▶ _EXERCISE DIRECTIONS_
Reproduce the entries below, replacing every "Find the" with "Locate the" and leaving everything else untouched.

▶ _DATA PROVIDED_

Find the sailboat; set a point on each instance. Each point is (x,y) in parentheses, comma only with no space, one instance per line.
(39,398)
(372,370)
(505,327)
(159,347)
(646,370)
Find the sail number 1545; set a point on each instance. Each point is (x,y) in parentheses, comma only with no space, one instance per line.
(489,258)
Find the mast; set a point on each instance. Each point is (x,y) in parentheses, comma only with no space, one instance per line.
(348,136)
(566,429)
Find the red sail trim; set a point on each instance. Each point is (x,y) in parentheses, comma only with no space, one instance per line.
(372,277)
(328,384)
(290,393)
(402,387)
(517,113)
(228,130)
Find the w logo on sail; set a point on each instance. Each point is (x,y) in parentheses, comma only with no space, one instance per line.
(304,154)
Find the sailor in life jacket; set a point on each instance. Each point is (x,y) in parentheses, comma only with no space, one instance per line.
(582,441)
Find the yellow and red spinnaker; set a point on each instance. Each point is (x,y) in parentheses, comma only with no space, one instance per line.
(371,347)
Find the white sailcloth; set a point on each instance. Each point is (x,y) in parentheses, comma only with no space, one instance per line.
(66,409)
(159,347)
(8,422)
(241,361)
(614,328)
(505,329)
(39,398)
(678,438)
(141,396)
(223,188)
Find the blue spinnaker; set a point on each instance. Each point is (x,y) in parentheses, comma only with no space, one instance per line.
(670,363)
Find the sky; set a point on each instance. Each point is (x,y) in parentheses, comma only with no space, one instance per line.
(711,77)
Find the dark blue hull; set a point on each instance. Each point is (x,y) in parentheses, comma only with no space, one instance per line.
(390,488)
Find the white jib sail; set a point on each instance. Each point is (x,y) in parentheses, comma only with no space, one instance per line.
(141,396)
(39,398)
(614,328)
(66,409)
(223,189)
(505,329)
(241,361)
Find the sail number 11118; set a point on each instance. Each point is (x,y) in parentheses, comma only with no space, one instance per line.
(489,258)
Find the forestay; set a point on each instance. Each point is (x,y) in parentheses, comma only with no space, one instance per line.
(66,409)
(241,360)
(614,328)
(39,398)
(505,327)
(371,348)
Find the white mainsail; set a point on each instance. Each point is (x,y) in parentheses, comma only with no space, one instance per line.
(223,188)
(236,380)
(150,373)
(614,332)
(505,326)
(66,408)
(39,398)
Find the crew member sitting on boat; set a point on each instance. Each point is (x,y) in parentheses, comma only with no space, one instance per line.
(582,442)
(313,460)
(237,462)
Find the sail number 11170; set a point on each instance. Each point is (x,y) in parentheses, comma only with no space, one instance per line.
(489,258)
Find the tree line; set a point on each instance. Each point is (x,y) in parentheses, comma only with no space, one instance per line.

▶ _FINAL ANSWER_
Locate the sailboat; set a point on each instance. Each point is (x,y) in parentheses, comma only with no space, one instance per line.
(39,398)
(372,370)
(505,327)
(159,347)
(646,370)
Locate the sail number 1545; set a point on each instance. Each point is (x,y) in parentheses, comma only with no space, one instance per line.
(489,258)
Locate the mast; set a point on each instance. Each point is (x,y) in parentheses, comma only with no space, one instance per line.
(348,136)
(566,429)
Locate the red sail trim; set a point on each instance. Each point is (x,y) in parentheses, comma only with no space, one instance per line.
(372,277)
(328,384)
(290,393)
(402,387)
(517,113)
(228,130)
Locate the w logo on sail; set a point on each instance. Each point is (x,y) in parentheses, comma only with no space, one instance per line.
(304,154)
Locate the sailor in life jacket; set a point on each instance. Each point is (x,y) in parentheses, comma only with no space, one instance per line.
(582,441)
Locate the yellow and red spinnaker; set a point on each instance. Each point is (x,y) in parentheses, comma only with no space, one instance per line.
(371,347)
Locate the white sailcloth; set a point on each instance. Each point is (x,y) in parentheses, comma only with no space, one instance per line.
(66,409)
(159,347)
(8,422)
(241,361)
(614,328)
(505,329)
(39,398)
(678,438)
(141,396)
(223,188)
Locate the blue spinnaker; set a point on each instance. Each point is (x,y) in parentheses, comma only with no space, one instance per line.
(670,363)
Locate the sky; set a point on each instance. Each point is (x,y) in parentheses, comma only with no space, one instance per line.
(711,77)
Locate the dark blue hull; set a point on each instance. Each point is (x,y) in parentheses, comma only with no space, one instance per line.
(390,488)
Locate the white jib sail; set a point on each instance. Each point is (x,y) in parentheses, comma only with no space, one instance per line.
(141,396)
(39,398)
(614,328)
(66,409)
(223,189)
(505,329)
(241,361)
Locate the sail number 11118; set a point on each instance. Each point is (x,y) in parentheses, comma only with no space, one instance per line.
(489,258)
Locate the forestay; set a point on each instance. Each point is (x,y) in parentheses, comma only with no space, one instance per line.
(66,409)
(241,360)
(614,328)
(39,398)
(505,327)
(371,348)
Locate the white mainsail; set a point on each instance. Each point is (x,y) in parentheses, comma only with no space, one instance per line.
(223,188)
(236,380)
(150,373)
(614,332)
(505,326)
(66,408)
(39,398)
Locate the crew member sitting on boat; set a point on each instance. Each point is (x,y) in parentheses, comma only with no space, one instance per line.
(582,442)
(313,460)
(237,462)
Locate the sail number 11170; set a point on each instance. Each point is (x,y) in parentheses, comma only with no space, one instance per line.
(489,258)
Locate the tree line; set a point on each instance. Each point is (x,y) in parentheses, comma only with no space, one instance per line.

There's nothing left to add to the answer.